This repository corresponds to Taskography-API as described in Taskography: Evaluating robot task planning over large 3D scene graphs, presented at CoRL2021: project page, paper link. We provide support for the following:

• Hierarchical-Symbolic Graph Construction. The raw Gibson scene graph data is loaded from its .npz file format encoding before heuristically determining the scene's inter- and intra-layer connectivity structure.
• Task Sampling. Problem samplers for auto-generating PDDLGym domains of increasing complexity: Rearrangement(k), Courier(n,k), Lifted Rearrangement(k), Lifted Courier(n,k), as described in our paper. Task samplers are modifiable to the degree literal goal conjuctions (k) and stow capacity (n).
• Trajectory Sampling. Scripts for generating state-action trajectory datasets atop PDDLGym environments with your choice of PDDL planner; for purposes of training neurosymbolic learning-to-plan algorithms.
• Environment Wrappers. Gym environment wrappers enabling symbolic interaction with 3D scene graphs - in support of training online decision making algorithms and reinforcement learning methods.

We refer to the Instructions section for details on the basic and extended usage of our framework.

Setup

System Requirements

This repository has been primarily tested on Ubuntu 16.04, 18.04 and macOS Monterey with Python 3.7.

Installation

Install Docker as per these steps. We also recommend creating a virtual environment, e.g., with venv or anaconda3 before proceeding with the following installation commands.
--
Please retype the part of the Taskography repository text above that runs from "This repository has" up to and including "following installation commands.", with no changes.

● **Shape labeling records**
--
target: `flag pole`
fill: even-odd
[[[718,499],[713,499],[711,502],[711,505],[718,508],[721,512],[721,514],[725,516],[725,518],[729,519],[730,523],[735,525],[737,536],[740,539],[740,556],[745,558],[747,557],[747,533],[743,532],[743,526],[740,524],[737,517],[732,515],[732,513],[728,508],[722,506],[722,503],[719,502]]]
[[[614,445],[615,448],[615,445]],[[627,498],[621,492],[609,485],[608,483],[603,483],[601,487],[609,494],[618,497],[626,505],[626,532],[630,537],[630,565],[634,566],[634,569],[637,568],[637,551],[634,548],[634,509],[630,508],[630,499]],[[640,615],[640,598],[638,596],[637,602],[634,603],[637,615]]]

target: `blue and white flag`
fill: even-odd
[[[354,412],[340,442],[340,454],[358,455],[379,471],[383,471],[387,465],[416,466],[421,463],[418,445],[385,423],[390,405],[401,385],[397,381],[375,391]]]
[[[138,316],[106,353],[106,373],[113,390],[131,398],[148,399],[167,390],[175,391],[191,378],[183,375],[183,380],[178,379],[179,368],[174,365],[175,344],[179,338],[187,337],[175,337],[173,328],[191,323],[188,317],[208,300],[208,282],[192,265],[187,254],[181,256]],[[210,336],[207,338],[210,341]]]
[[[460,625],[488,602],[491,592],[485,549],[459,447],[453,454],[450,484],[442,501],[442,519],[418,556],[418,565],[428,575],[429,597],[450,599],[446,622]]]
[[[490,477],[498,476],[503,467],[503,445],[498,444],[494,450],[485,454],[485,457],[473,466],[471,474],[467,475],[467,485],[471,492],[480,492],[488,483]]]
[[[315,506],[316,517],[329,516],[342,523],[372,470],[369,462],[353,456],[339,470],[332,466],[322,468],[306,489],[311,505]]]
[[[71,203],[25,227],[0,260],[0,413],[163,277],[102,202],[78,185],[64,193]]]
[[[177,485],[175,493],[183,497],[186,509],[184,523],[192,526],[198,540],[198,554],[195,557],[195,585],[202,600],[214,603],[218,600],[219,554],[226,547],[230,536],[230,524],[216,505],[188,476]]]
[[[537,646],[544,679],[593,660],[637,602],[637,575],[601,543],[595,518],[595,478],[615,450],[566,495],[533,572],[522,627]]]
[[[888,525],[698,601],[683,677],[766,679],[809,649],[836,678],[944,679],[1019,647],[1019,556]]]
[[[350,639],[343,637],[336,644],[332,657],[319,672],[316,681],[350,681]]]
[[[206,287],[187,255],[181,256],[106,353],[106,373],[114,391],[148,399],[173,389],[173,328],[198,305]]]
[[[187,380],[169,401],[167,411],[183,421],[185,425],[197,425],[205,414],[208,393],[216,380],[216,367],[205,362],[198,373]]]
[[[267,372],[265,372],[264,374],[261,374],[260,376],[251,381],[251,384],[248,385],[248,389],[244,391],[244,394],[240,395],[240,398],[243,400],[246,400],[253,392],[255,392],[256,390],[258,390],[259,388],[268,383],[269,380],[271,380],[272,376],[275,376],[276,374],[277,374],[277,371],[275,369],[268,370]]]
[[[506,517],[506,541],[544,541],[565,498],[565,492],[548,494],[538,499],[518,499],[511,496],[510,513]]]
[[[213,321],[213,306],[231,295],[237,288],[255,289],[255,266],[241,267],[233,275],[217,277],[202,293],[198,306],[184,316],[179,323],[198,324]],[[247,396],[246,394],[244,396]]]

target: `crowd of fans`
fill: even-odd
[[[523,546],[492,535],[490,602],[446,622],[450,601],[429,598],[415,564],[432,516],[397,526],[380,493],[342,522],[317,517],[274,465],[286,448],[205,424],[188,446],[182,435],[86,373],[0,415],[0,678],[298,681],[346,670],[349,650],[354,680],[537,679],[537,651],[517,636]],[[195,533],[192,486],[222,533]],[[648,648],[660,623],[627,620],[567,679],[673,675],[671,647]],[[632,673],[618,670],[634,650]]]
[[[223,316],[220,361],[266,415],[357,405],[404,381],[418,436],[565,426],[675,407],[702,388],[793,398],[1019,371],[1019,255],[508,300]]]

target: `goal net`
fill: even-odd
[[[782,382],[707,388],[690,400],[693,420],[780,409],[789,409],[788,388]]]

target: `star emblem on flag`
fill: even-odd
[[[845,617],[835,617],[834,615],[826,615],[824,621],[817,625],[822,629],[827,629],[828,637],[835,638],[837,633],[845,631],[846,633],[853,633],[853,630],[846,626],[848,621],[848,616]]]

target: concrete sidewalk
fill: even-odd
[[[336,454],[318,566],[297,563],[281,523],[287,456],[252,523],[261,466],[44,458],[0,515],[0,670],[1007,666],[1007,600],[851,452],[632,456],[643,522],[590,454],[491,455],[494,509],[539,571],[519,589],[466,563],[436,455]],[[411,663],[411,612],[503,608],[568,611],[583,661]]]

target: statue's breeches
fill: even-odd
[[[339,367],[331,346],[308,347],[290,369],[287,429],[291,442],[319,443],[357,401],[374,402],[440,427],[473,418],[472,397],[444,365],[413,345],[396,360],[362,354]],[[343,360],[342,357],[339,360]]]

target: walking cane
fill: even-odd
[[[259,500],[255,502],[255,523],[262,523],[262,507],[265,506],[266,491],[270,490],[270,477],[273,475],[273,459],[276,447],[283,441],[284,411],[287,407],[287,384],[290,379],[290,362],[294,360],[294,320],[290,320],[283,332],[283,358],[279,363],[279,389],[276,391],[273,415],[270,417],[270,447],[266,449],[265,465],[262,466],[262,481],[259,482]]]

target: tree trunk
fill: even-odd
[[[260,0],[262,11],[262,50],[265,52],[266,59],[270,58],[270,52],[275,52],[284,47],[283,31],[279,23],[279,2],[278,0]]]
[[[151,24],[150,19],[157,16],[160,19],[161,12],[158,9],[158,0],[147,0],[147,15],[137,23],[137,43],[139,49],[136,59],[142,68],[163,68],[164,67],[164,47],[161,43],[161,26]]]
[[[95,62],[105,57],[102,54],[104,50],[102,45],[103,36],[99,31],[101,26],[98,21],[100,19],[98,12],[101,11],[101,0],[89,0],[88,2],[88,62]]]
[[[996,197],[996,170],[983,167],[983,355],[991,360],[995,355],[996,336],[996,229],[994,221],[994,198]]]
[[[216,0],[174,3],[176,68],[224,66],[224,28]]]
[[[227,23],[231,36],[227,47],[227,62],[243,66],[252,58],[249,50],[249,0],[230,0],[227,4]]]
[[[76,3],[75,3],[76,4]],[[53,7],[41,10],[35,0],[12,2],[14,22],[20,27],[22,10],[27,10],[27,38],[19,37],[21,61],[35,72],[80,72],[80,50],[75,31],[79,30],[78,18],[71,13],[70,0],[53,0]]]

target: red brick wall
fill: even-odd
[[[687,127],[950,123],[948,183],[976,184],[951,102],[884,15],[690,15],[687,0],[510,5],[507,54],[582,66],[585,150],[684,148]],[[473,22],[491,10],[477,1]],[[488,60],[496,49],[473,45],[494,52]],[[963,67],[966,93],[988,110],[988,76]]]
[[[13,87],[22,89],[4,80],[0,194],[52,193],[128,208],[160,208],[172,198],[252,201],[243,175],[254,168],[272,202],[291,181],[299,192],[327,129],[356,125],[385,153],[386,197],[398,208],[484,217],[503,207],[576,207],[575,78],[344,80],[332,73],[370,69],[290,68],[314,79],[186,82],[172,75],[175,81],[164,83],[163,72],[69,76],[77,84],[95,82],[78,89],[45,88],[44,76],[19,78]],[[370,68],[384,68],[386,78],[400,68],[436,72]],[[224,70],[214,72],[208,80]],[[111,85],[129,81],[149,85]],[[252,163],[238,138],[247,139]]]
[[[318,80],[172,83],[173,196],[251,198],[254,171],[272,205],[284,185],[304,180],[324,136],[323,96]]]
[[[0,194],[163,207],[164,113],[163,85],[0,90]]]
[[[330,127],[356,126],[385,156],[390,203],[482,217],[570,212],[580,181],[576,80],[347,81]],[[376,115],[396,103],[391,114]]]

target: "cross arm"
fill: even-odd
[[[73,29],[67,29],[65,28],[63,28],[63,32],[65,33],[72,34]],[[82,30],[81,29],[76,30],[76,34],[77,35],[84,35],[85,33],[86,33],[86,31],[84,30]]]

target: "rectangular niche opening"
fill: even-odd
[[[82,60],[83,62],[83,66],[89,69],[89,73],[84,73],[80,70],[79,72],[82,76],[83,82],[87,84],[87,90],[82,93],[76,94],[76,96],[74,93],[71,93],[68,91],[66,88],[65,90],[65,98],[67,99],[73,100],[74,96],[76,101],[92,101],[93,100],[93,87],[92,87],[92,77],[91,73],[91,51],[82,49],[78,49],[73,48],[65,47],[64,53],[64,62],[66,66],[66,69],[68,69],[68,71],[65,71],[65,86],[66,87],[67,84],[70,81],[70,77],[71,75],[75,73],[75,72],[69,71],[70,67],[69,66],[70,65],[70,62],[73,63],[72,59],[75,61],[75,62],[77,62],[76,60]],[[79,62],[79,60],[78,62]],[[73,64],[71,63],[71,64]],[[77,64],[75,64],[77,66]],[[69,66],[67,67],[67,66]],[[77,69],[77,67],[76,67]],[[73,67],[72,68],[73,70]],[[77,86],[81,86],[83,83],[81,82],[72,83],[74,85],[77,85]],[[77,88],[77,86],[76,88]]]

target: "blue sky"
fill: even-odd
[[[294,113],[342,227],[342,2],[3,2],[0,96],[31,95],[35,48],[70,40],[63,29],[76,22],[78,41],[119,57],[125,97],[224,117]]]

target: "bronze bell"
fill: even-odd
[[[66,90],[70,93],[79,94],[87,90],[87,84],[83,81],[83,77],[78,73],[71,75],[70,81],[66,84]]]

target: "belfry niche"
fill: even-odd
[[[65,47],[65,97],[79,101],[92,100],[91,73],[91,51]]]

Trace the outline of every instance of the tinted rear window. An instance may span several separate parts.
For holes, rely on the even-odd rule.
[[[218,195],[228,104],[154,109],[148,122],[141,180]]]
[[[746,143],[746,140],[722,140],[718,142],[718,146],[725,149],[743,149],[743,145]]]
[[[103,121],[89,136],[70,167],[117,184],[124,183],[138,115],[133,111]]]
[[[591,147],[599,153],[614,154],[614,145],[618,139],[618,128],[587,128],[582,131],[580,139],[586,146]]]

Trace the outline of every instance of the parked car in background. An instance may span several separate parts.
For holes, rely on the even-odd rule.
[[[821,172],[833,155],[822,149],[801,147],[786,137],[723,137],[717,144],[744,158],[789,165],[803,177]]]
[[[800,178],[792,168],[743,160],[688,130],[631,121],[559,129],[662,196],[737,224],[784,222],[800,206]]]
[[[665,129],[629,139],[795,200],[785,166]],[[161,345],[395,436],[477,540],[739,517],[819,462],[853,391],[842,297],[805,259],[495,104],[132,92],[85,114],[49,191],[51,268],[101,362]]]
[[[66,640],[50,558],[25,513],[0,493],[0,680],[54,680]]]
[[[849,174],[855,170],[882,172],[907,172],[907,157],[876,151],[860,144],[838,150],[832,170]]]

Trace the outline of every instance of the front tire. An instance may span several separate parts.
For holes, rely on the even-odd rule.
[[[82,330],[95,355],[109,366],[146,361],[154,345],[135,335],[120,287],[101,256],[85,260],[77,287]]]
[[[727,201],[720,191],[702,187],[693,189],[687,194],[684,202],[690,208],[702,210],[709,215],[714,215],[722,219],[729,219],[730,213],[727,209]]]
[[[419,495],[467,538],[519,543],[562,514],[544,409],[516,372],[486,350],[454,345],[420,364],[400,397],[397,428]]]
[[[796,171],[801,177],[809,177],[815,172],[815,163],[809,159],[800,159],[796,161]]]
--
● **Exercise answer**
This repository has been primarily tested on Ubuntu 16.04, 18.04 and macOS Monterey with Python 3.7.

Installation

Install Docker as per these steps. We also recommend creating a virtual environment, e.g., with venv or anaconda3 before proceeding with the following installation commands.